◆ Extracted text:
☆ ☆ ☆ ☆ ☆ ☆ ☆

The System Design Courses

Go beyond memorizing solutions to specific problems. Learn the core concepts, patterns and templates to solve any problem.

Start Learning

Design a Pub-Sub / Message Queue

hardAsync processingAppend-only logOrderingReplicationConsumer groups

Problem statement

Design a durable, high-throughput message system that decouples producers from consumers: producers append events; many independent consumer groups read them at their own pace, replay history, and survive each other's failures.

This is the Kafka lineage — a partitioned, append-only log, not a transient queue. In scope: publishing to a topic, consuming as part of a group while committing progress, replaying from any offset, and retaining messages for a window or compacting the log (keeping only the latest record per key, dropping older ones).

Clarifying questions

Each answer changes the design, so state it and the assumption it fixes.

  • Delivery guarantee? At-least-once (duplicates OK, the common default), at-most-once (loss OK, never duplicate), or exactly-once (hard, expensive)? The central design axis.
  • Ordering requirement? Global order (forces a single partition — no parallelism), per-key order (the usual answer — partition by key), or none?
  • Throughput and message size? Millions of small events/sec versus thousands of large payloads change partition count and storage.
  • Retention? Replay-the-last-N-days (log retention), consume-and-delete (queue semantics), or compacted (latest per key)?
  • How many consumer groups, and are they independent? Fan-out to many independent readers off one stream is the pub-sub strength.
  • Latency versus throughput? Batching trades latency for throughput; real-time alerting and bulk ETL want different tuning.

What makes this problem distinctive

A transient queue deletes a message once it's consumed, which is fine for one worker draining tasks — but it cannot replay history, cannot fan out to several independent readers, and loses everything a slow consumer hasn't read yet. The distinctive move here is to keep the data as an append-only log and move the cursor from the server to the client.

☆ ☆ ☆ ☆ ☆ ☆ ☆

◆ Record set:

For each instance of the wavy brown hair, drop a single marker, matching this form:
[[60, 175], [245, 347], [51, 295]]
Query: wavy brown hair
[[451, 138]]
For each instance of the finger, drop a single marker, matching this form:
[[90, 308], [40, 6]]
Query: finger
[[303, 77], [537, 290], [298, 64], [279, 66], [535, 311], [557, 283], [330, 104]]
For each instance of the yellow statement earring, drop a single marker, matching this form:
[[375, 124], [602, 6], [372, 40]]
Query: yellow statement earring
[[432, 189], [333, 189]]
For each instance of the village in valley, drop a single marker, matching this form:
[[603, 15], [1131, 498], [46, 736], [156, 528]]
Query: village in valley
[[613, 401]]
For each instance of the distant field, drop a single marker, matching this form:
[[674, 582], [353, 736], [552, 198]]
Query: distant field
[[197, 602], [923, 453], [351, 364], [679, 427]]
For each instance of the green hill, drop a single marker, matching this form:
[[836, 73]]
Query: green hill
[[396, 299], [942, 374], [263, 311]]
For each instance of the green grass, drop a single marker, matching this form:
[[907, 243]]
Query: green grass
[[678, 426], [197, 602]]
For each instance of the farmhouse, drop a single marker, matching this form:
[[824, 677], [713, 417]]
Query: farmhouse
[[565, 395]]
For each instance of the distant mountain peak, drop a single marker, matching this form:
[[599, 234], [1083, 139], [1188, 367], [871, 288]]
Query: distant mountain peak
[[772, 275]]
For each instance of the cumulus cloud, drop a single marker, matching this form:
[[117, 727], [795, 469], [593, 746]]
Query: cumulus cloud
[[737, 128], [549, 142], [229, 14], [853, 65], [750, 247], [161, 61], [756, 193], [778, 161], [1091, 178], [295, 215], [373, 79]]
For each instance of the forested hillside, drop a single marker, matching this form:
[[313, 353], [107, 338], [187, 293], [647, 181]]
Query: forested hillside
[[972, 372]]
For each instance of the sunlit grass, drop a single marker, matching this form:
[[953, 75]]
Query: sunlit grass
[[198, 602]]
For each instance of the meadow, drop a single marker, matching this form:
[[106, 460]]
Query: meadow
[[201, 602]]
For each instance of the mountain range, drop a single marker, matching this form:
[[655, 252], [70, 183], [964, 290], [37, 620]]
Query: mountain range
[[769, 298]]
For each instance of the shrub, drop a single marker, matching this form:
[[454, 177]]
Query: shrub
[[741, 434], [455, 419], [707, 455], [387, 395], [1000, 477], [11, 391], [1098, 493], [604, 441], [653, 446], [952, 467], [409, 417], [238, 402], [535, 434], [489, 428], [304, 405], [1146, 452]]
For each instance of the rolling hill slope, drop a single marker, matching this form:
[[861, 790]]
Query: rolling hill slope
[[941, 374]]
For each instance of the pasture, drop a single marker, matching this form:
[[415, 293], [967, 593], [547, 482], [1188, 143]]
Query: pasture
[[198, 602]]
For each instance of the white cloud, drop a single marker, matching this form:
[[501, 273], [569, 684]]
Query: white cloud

☆ ☆ ☆ ☆ ☆ ☆ ☆

◆ Exercise instructions:
Decide whether each statement below agrees with the message queue design page, and answer yes or no, quoting the words from the page that settle it.
1. Requiring global order forces the system onto a single partition.
2. At-most-once delivery permits duplicate messages.
3. A transient queue can replay history.
Answer from the message queue design page alone, not from the listing.

◆ Result for this exercise:
1. Yes: "Global order (forces a single partition — no parallelism)"
2. No: "at-most-once (loss OK, never duplicate)"
3. No: "it cannot replay history"